▶ _EXERCISE_
Can you output the lines of the listing exactly as they appear, starting at the line that contains "Provide the outline of each instance of the window." and ending at the last line of the listing?

▶ _MATERIAL_
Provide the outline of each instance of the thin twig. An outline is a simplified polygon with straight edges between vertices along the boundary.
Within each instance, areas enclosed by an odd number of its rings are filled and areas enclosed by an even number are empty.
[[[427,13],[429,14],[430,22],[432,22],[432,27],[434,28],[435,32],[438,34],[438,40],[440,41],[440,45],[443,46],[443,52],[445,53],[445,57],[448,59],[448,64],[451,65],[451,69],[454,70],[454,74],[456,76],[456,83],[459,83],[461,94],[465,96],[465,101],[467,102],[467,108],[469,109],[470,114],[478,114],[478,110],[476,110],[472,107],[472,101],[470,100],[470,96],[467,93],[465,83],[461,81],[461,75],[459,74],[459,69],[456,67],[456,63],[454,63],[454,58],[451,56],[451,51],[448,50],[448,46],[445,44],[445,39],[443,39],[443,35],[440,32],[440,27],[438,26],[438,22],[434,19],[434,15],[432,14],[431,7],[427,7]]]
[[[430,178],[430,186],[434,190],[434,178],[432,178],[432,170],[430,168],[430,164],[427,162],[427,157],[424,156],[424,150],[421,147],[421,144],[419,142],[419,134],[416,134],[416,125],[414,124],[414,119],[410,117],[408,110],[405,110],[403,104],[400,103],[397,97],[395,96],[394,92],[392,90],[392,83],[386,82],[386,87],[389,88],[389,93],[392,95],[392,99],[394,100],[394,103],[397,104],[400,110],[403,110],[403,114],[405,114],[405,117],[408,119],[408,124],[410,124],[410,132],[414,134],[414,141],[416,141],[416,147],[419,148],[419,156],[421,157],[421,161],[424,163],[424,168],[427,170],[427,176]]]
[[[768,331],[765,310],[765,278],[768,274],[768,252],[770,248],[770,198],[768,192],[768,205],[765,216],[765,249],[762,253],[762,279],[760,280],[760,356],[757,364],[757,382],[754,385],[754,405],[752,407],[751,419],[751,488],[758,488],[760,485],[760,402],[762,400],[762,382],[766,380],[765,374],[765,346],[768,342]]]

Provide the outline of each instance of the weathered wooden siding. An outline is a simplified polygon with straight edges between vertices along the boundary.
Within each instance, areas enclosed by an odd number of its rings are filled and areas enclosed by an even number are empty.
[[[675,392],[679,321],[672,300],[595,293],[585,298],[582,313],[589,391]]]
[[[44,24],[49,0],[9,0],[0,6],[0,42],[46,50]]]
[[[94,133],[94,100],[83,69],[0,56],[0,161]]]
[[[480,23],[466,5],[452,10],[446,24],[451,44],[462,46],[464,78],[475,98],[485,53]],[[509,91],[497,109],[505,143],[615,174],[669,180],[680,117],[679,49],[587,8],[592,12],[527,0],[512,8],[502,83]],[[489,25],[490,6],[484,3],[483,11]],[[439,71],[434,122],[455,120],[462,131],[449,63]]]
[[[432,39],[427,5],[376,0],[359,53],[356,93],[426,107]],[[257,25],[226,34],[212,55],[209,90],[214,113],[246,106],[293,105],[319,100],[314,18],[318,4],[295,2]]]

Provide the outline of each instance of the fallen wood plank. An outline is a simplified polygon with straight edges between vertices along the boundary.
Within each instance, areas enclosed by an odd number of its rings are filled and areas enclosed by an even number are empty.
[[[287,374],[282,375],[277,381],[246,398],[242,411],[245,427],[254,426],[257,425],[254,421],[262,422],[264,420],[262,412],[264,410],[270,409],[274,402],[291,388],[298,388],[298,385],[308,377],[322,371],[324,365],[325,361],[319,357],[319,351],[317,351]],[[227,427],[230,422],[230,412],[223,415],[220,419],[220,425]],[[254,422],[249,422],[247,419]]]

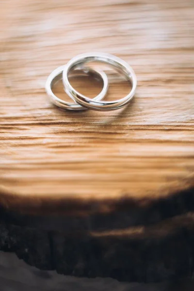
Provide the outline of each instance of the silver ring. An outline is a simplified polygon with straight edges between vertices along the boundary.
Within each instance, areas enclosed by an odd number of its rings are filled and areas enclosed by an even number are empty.
[[[64,70],[66,68],[66,65],[62,65],[55,69],[48,77],[46,84],[45,90],[48,95],[50,98],[51,102],[57,106],[68,109],[69,110],[85,110],[87,108],[83,107],[76,103],[74,101],[74,103],[68,102],[64,100],[62,100],[52,92],[52,87],[55,82],[58,80],[62,79],[62,73]],[[98,71],[94,70],[87,67],[81,67],[76,66],[75,69],[79,69],[80,71],[84,73],[85,74],[92,74],[97,75],[103,81],[103,87],[101,92],[97,95],[93,100],[101,100],[106,95],[108,89],[109,88],[109,81],[107,75],[103,71]],[[74,99],[73,97],[68,90],[65,90],[66,94],[71,99]]]
[[[95,61],[108,64],[115,68],[120,73],[123,73],[132,84],[132,89],[130,93],[121,99],[114,101],[100,101],[86,97],[75,90],[68,79],[68,73],[71,69],[75,66]],[[73,58],[67,63],[64,69],[63,81],[65,91],[70,93],[71,97],[73,97],[75,101],[84,107],[99,111],[115,110],[125,106],[133,97],[137,86],[135,74],[127,63],[112,55],[99,52],[84,53]],[[100,94],[101,93],[100,93]]]

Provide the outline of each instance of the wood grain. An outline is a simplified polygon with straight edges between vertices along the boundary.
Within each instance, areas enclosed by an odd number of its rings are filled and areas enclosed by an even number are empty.
[[[1,6],[0,204],[42,213],[70,199],[74,212],[90,201],[106,212],[110,201],[153,201],[193,184],[192,0],[6,0]],[[90,51],[115,54],[135,70],[138,88],[127,108],[78,113],[50,103],[48,74]],[[124,96],[127,83],[110,76],[107,98]],[[74,83],[92,97],[101,84],[92,82]],[[61,89],[59,83],[60,96]]]

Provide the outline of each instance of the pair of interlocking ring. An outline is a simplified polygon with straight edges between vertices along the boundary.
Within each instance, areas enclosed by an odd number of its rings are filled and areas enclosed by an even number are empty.
[[[130,92],[124,97],[113,101],[102,101],[107,93],[109,81],[103,71],[94,70],[88,66],[83,66],[85,64],[91,62],[100,62],[109,64],[119,73],[123,74],[132,86]],[[103,87],[100,93],[95,98],[91,99],[77,92],[71,85],[68,80],[69,73],[76,70],[84,74],[91,74],[100,77],[103,81]],[[54,94],[52,88],[54,83],[63,78],[64,89],[66,93],[74,101],[74,103],[66,102]],[[46,83],[46,92],[51,101],[57,106],[70,110],[83,110],[87,109],[99,111],[115,110],[126,106],[135,94],[137,86],[135,74],[129,65],[121,59],[113,55],[104,53],[89,53],[79,55],[70,60],[66,65],[61,66],[54,71],[48,76]]]

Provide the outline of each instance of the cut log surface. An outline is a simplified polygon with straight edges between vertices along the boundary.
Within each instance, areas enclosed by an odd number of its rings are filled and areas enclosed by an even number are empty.
[[[192,277],[194,2],[0,4],[0,250],[66,275]],[[134,70],[130,103],[110,112],[52,105],[52,70],[97,51]],[[107,73],[106,100],[129,92],[118,73],[92,65]],[[70,81],[91,97],[102,88]],[[68,99],[61,81],[54,91]]]
[[[106,211],[110,201],[116,207],[123,198],[150,201],[189,186],[192,1],[6,0],[1,5],[0,204],[42,212],[73,199],[75,211],[90,201]],[[134,100],[108,113],[52,106],[44,89],[49,74],[91,51],[131,65],[138,79]],[[128,84],[111,77],[107,99],[124,97]],[[93,97],[101,86],[92,80],[76,84]]]

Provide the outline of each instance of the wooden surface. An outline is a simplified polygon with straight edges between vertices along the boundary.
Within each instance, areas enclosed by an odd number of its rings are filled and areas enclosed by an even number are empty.
[[[93,211],[106,212],[121,199],[144,204],[192,185],[192,0],[0,4],[1,205],[65,213],[61,203],[68,202],[78,213],[92,202]],[[128,107],[78,113],[49,102],[50,72],[91,51],[115,54],[134,69],[138,88]],[[115,73],[110,80],[107,99],[124,96],[128,84]],[[91,97],[101,85],[74,84]]]

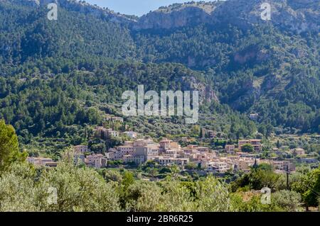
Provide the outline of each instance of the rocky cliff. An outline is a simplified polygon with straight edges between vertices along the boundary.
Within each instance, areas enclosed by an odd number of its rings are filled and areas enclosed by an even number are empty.
[[[246,29],[261,23],[272,23],[298,33],[320,30],[319,1],[267,1],[271,5],[272,16],[268,22],[261,19],[261,5],[265,2],[265,0],[229,0],[174,4],[142,16],[134,28],[170,29],[195,23],[230,23]]]

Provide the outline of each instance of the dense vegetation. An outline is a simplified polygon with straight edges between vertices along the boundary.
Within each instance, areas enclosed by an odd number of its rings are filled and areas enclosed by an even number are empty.
[[[0,141],[6,166],[0,171],[0,211],[301,211],[301,201],[314,207],[319,200],[319,169],[298,171],[289,188],[264,164],[230,185],[212,175],[183,179],[176,166],[159,171],[166,174],[164,181],[146,181],[127,170],[75,165],[70,151],[58,167],[36,169],[21,158],[14,130],[3,121]],[[154,176],[148,164],[142,168]],[[265,186],[273,191],[270,203],[262,203],[259,192],[245,192]]]
[[[218,98],[203,98],[198,124],[228,138],[257,129],[267,137],[274,127],[319,132],[317,33],[272,23],[138,31],[65,7],[48,21],[45,7],[18,2],[0,2],[0,118],[29,150],[83,142],[105,113],[120,115],[122,93],[142,84],[156,91],[208,86]],[[257,123],[250,113],[259,113]],[[178,117],[126,123],[151,136],[195,134]]]

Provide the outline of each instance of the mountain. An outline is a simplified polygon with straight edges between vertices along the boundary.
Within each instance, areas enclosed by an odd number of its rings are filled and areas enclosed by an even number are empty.
[[[140,18],[60,0],[57,21],[48,20],[48,2],[0,0],[0,118],[23,143],[80,143],[142,84],[197,87],[199,125],[228,137],[255,136],[257,127],[320,132],[316,1],[269,1],[269,21],[260,0],[173,4]],[[158,136],[193,130],[181,118],[126,120]]]

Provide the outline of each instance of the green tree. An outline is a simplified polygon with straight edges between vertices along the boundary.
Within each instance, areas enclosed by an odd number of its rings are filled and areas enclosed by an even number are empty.
[[[318,206],[320,198],[320,169],[312,170],[299,181],[293,183],[292,189],[301,194],[306,209],[309,206]]]
[[[0,172],[14,162],[23,162],[26,153],[19,152],[18,137],[14,128],[0,120]]]

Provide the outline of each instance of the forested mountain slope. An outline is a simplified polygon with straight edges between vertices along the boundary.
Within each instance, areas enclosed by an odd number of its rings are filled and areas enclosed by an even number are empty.
[[[259,113],[262,133],[271,126],[319,132],[314,1],[272,1],[270,21],[260,19],[261,1],[253,0],[174,4],[139,18],[58,2],[58,19],[49,21],[48,1],[0,1],[0,118],[25,143],[38,135],[79,143],[105,105],[119,105],[138,84],[196,84],[206,100],[199,123],[232,137],[254,133],[250,113]],[[191,131],[175,119],[131,123],[158,135]]]

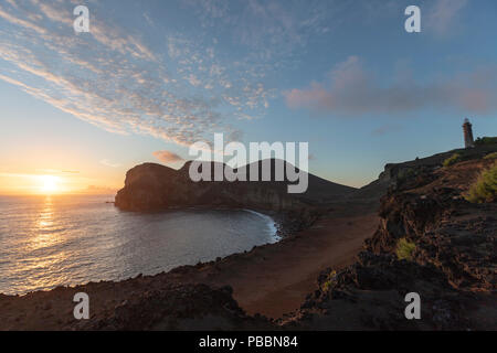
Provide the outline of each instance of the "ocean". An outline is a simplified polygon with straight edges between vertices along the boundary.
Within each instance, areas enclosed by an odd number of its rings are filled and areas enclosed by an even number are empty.
[[[156,275],[276,243],[245,210],[131,213],[113,195],[0,196],[0,293]]]

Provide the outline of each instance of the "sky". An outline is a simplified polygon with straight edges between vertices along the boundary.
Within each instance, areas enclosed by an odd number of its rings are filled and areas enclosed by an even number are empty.
[[[466,117],[497,136],[496,34],[494,0],[2,0],[0,194],[112,193],[215,132],[308,142],[310,172],[362,186],[462,147]]]

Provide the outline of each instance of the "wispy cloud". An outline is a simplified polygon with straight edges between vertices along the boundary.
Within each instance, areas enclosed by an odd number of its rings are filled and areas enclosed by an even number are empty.
[[[274,96],[250,65],[219,60],[212,41],[172,33],[165,52],[145,40],[151,19],[134,31],[103,15],[76,35],[71,11],[61,1],[0,4],[0,79],[108,131],[184,146],[240,136],[232,118],[263,115]]]
[[[110,167],[110,168],[119,168],[120,167],[120,163],[112,162],[108,159],[101,160],[101,164],[103,164],[105,167]]]
[[[467,6],[467,0],[435,0],[425,11],[425,24],[429,31],[438,36],[446,36],[457,24],[461,11]]]
[[[392,75],[394,76],[394,75]],[[358,56],[339,63],[322,83],[284,93],[290,108],[342,114],[399,114],[426,108],[493,114],[497,111],[497,66],[461,72],[421,83],[400,76],[389,81],[367,71]]]
[[[155,151],[152,152],[154,157],[157,158],[159,161],[165,163],[176,163],[176,162],[182,162],[184,159],[173,152],[170,151]]]

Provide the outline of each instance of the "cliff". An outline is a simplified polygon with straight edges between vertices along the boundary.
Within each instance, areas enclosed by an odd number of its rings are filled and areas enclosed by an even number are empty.
[[[261,167],[262,162],[258,163]],[[271,160],[271,163],[274,171],[275,160]],[[313,174],[307,175],[308,189],[303,194],[289,194],[287,192],[289,182],[274,181],[274,173],[273,181],[193,182],[188,173],[189,167],[190,162],[180,170],[155,163],[133,168],[126,173],[125,186],[117,193],[115,205],[126,211],[225,206],[275,212],[308,212],[328,199],[341,197],[356,190]],[[246,167],[246,174],[250,179],[250,165]]]
[[[453,152],[389,165],[381,222],[357,261],[322,271],[318,289],[281,324],[302,330],[496,330],[497,204],[464,197],[495,163],[483,159],[495,150],[467,150],[465,161],[445,168],[442,161]],[[421,297],[422,320],[404,317],[409,292]]]

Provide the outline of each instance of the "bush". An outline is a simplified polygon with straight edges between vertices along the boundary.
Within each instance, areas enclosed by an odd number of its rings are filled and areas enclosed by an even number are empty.
[[[475,146],[497,145],[497,137],[478,137]]]
[[[406,238],[399,239],[396,243],[396,258],[400,260],[412,261],[412,252],[416,248],[414,243],[409,242]]]
[[[482,172],[478,180],[469,188],[465,199],[473,203],[497,201],[497,163]]]
[[[461,162],[462,160],[463,160],[463,156],[461,156],[459,153],[454,153],[450,158],[444,160],[443,164],[444,164],[444,167],[451,167],[452,164]]]
[[[327,292],[331,288],[331,285],[336,282],[336,280],[337,280],[337,271],[334,270],[328,275],[327,280],[321,285],[322,291]]]

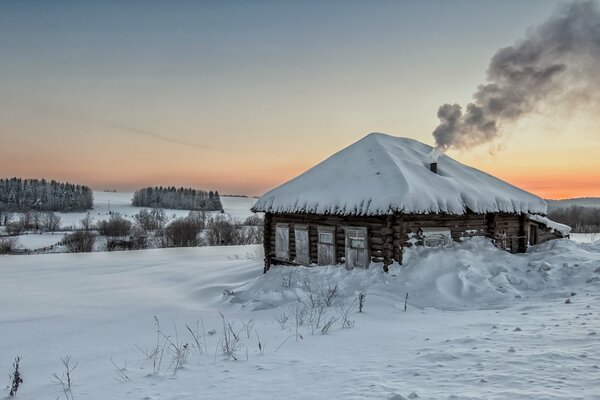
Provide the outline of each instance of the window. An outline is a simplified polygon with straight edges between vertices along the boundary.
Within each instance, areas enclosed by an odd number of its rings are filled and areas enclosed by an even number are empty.
[[[310,242],[308,239],[308,226],[296,225],[294,227],[296,237],[296,259],[298,264],[310,264]]]
[[[275,231],[275,257],[287,260],[290,251],[290,228],[287,224],[277,224]]]
[[[425,247],[447,246],[452,242],[452,235],[448,228],[421,228],[419,236]]]
[[[346,227],[346,267],[368,268],[367,228]]]
[[[319,265],[335,264],[335,228],[319,227],[319,242],[317,244],[317,259]]]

▶ _RESULT BELOW_
Provide the outline of each instance of the window. An outline is a simplified polygon with straight edges between vertices along the boundary.
Within each instance, areas enclosed by an odd number of its rings are filled and areas enclosed by an even number are empty.
[[[310,242],[308,239],[308,226],[296,225],[294,227],[296,237],[296,259],[298,264],[310,264]]]
[[[275,231],[275,257],[287,260],[290,251],[290,228],[287,224],[277,224]]]
[[[425,247],[447,246],[452,242],[452,235],[448,228],[421,228],[419,236]]]
[[[346,227],[346,267],[368,268],[367,228]]]
[[[319,265],[335,264],[335,228],[319,227],[319,242],[317,244],[317,259]]]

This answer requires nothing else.